| Provided information |
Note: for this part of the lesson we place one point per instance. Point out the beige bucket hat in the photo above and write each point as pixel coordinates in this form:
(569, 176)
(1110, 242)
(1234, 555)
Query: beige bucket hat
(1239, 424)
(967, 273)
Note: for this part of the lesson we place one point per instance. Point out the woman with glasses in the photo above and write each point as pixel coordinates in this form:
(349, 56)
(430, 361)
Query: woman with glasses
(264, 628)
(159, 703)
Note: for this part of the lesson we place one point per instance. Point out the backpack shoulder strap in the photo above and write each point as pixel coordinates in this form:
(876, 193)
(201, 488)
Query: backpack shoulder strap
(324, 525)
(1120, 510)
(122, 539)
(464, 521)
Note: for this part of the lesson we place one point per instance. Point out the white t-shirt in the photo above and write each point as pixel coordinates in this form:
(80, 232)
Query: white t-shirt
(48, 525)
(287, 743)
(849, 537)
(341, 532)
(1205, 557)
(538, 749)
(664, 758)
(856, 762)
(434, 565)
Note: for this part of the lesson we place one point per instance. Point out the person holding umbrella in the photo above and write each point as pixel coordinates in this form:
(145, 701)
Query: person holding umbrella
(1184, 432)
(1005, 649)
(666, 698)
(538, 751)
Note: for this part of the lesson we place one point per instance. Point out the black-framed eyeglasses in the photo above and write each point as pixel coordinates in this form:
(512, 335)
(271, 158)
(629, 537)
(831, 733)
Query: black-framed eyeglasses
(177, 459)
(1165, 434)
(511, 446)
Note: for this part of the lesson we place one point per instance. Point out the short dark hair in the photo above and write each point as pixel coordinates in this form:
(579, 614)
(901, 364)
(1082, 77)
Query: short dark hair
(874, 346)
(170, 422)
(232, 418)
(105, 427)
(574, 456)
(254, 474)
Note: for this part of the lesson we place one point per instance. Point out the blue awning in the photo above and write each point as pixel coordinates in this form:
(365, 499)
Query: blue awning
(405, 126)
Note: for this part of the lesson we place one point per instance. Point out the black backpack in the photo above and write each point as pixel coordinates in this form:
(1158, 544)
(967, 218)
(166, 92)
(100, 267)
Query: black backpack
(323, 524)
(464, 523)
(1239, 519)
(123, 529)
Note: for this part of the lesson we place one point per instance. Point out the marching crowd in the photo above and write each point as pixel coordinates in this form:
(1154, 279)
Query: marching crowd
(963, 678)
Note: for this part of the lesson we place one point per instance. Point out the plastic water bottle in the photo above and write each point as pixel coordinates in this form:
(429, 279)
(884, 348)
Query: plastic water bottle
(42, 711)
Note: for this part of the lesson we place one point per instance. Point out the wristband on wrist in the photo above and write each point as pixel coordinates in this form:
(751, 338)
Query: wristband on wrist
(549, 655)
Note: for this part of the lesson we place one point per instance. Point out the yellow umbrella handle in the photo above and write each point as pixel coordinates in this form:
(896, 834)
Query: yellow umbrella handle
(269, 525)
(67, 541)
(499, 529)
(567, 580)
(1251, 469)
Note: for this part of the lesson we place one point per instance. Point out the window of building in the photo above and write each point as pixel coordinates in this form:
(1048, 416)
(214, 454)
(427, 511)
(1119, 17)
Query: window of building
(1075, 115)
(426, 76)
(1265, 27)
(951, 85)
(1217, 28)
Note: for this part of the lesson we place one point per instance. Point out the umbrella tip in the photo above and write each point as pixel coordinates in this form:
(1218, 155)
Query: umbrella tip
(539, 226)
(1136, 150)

| Objective |
Retype nothing except the lines from the line holding "out the window" through the last line of the entries, both included.

| Output below |
Note: for this part of the lesson we place one point per instance. Point out the window of building in the photo above and write each point as pixel coordinates in this form:
(1048, 416)
(214, 454)
(427, 511)
(1119, 17)
Query: window of building
(1075, 115)
(426, 76)
(1265, 27)
(951, 85)
(1217, 28)
Note: for this part of the lesson we place one point per instance. Point out the umbrella tip in the photo above and write each point as pixel coordinates in this form:
(1218, 155)
Query: umbrella tip
(539, 226)
(1136, 150)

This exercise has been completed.